EXERCISE PROMPT. Count the lines in the listing below that contain the string "framed". Give only the number.

PROVIDED RECORDS.
..............................
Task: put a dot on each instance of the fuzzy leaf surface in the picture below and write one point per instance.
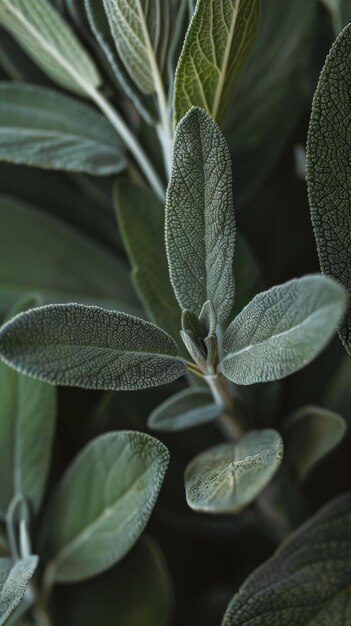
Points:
(281, 330)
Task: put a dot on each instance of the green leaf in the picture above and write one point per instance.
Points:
(14, 579)
(57, 261)
(307, 582)
(44, 128)
(185, 409)
(141, 220)
(140, 32)
(217, 43)
(89, 347)
(281, 330)
(328, 172)
(226, 478)
(50, 42)
(309, 434)
(200, 221)
(100, 509)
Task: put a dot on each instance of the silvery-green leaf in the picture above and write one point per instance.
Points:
(281, 330)
(185, 409)
(44, 128)
(307, 581)
(140, 32)
(217, 43)
(328, 171)
(89, 347)
(100, 509)
(226, 478)
(57, 261)
(14, 579)
(309, 434)
(200, 221)
(50, 42)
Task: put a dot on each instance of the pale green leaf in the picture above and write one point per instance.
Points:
(14, 579)
(226, 478)
(50, 42)
(100, 509)
(217, 43)
(281, 330)
(185, 409)
(307, 582)
(43, 128)
(328, 170)
(309, 434)
(200, 221)
(89, 347)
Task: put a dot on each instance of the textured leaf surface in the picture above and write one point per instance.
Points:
(50, 42)
(281, 330)
(103, 504)
(44, 128)
(200, 221)
(217, 43)
(14, 579)
(307, 582)
(185, 409)
(89, 347)
(226, 478)
(40, 253)
(328, 168)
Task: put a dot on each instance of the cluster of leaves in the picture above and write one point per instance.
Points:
(161, 77)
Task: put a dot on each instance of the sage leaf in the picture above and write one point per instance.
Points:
(186, 409)
(226, 478)
(307, 581)
(64, 265)
(217, 44)
(328, 176)
(309, 434)
(281, 330)
(50, 42)
(89, 347)
(43, 128)
(14, 579)
(200, 221)
(100, 509)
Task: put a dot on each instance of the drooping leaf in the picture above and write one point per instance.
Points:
(185, 409)
(100, 509)
(281, 330)
(14, 579)
(44, 128)
(226, 478)
(50, 42)
(200, 221)
(40, 253)
(89, 347)
(217, 43)
(328, 172)
(308, 579)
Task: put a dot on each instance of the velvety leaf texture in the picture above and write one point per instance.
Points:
(328, 167)
(307, 582)
(89, 347)
(281, 330)
(200, 221)
(103, 504)
(217, 43)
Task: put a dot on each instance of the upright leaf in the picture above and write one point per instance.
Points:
(217, 43)
(89, 347)
(328, 171)
(200, 221)
(308, 579)
(100, 509)
(281, 330)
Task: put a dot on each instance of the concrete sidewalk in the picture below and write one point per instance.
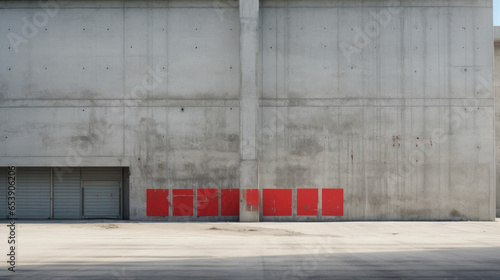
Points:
(350, 250)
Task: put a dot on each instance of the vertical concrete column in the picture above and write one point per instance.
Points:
(249, 107)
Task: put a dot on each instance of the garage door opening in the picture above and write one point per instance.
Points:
(67, 193)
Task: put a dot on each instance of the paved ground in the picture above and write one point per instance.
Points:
(128, 250)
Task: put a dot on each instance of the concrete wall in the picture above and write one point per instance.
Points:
(390, 101)
(497, 113)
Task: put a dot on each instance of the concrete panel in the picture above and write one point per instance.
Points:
(390, 101)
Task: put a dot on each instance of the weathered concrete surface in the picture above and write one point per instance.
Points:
(383, 100)
(436, 250)
(249, 105)
(391, 102)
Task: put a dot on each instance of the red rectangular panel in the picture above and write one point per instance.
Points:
(252, 199)
(230, 202)
(277, 202)
(307, 202)
(207, 202)
(182, 200)
(157, 203)
(333, 202)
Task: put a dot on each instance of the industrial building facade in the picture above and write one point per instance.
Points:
(248, 110)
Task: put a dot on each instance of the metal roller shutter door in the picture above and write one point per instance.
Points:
(33, 193)
(67, 195)
(101, 192)
(3, 193)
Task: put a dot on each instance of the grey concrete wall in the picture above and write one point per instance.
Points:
(390, 101)
(497, 113)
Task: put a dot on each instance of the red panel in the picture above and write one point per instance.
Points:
(252, 199)
(182, 200)
(277, 202)
(230, 202)
(207, 202)
(307, 202)
(333, 202)
(157, 203)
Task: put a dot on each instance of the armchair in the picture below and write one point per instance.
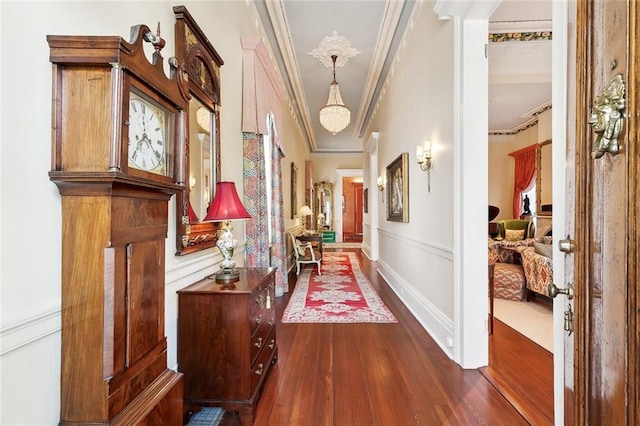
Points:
(304, 253)
(516, 225)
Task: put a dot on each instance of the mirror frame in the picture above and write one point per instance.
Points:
(321, 187)
(201, 64)
(539, 147)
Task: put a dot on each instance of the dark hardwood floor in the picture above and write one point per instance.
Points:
(374, 374)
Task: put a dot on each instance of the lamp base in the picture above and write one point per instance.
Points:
(226, 275)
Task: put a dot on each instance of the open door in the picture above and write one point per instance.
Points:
(602, 256)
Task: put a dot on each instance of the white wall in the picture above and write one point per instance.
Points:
(416, 258)
(31, 211)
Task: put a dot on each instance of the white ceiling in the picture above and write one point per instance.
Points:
(519, 71)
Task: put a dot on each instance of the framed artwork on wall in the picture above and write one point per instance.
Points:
(398, 189)
(294, 185)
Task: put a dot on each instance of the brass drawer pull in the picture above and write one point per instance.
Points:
(259, 370)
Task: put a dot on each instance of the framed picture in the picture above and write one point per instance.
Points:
(294, 185)
(398, 189)
(365, 202)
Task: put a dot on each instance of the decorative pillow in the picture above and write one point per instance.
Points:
(300, 247)
(514, 234)
(544, 249)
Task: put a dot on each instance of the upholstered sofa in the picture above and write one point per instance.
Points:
(518, 267)
(538, 266)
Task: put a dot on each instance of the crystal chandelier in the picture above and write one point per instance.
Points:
(335, 116)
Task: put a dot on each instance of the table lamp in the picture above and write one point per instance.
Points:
(225, 208)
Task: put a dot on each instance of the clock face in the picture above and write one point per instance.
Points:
(147, 135)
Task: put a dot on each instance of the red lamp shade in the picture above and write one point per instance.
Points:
(193, 217)
(226, 204)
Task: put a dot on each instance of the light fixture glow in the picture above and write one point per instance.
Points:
(424, 156)
(335, 116)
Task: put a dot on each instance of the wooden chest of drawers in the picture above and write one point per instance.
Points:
(227, 341)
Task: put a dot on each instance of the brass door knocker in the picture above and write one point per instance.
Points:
(606, 118)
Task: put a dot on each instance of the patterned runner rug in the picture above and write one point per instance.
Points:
(342, 294)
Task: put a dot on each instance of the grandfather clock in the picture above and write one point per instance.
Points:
(118, 145)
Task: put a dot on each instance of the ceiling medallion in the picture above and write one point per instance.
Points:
(334, 45)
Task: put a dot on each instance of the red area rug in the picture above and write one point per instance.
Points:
(342, 294)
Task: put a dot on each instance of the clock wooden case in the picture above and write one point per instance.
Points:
(118, 145)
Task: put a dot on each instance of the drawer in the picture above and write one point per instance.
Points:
(259, 340)
(261, 366)
(262, 316)
(263, 295)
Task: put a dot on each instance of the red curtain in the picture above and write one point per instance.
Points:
(524, 172)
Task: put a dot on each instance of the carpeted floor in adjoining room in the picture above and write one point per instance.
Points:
(528, 318)
(208, 416)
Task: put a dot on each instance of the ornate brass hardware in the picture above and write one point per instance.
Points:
(606, 117)
(260, 369)
(553, 291)
(567, 245)
(568, 320)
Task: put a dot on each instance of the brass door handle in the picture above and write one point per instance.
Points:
(567, 245)
(553, 291)
(607, 116)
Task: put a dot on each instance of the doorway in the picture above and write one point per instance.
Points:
(529, 388)
(351, 203)
(354, 175)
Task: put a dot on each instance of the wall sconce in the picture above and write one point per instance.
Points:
(380, 183)
(423, 154)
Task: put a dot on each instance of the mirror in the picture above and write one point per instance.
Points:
(544, 181)
(201, 167)
(201, 177)
(323, 206)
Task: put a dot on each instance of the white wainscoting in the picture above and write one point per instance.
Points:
(32, 327)
(435, 269)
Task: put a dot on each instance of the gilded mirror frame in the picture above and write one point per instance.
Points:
(322, 190)
(201, 63)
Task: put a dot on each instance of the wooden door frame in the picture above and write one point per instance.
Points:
(581, 397)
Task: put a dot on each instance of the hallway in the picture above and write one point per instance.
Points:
(382, 374)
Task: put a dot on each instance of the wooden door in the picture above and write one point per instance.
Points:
(601, 380)
(358, 203)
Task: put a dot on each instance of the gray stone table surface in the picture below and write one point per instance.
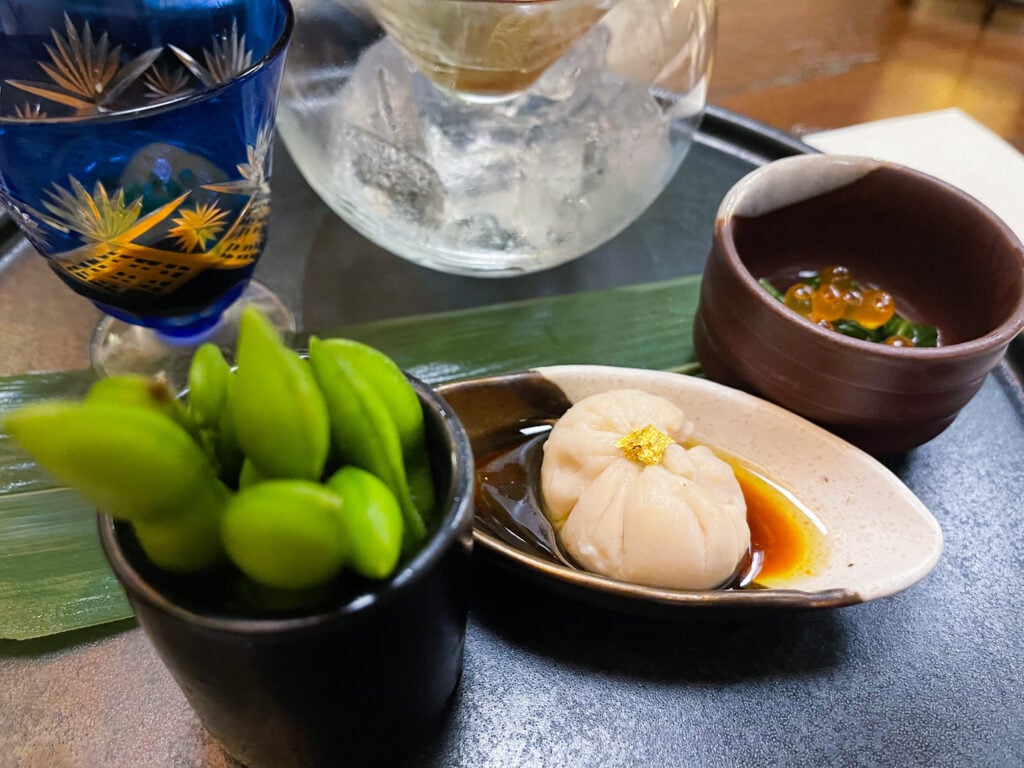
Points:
(933, 676)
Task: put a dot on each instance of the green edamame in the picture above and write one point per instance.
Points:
(364, 432)
(286, 534)
(132, 389)
(208, 376)
(385, 378)
(131, 462)
(279, 412)
(372, 519)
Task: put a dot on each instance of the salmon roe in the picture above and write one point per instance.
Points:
(838, 297)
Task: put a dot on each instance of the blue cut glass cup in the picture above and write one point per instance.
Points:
(135, 153)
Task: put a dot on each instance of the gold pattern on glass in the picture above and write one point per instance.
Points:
(165, 83)
(86, 73)
(127, 252)
(196, 226)
(30, 112)
(228, 58)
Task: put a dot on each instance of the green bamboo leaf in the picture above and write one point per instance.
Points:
(53, 576)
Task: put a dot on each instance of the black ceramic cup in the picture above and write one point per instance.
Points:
(353, 684)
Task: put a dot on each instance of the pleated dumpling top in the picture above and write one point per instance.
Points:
(630, 502)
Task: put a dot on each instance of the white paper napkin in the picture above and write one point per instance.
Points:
(948, 144)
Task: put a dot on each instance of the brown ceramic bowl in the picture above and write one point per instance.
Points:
(947, 259)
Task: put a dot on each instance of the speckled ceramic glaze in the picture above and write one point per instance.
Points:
(878, 537)
(952, 262)
(352, 685)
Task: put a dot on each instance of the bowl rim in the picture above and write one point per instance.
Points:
(275, 50)
(457, 521)
(853, 166)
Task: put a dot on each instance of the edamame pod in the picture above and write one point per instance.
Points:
(372, 519)
(385, 378)
(364, 432)
(132, 462)
(286, 534)
(250, 475)
(185, 543)
(208, 376)
(279, 413)
(133, 389)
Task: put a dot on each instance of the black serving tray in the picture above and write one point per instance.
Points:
(930, 677)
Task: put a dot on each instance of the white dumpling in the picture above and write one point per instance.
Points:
(677, 522)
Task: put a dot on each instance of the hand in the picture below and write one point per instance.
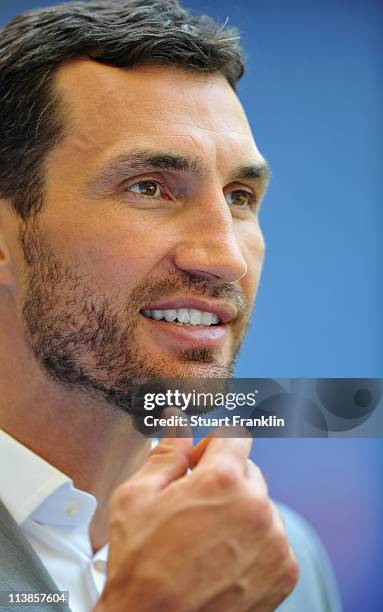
..............................
ANSWER TO THE PROBLEM. 2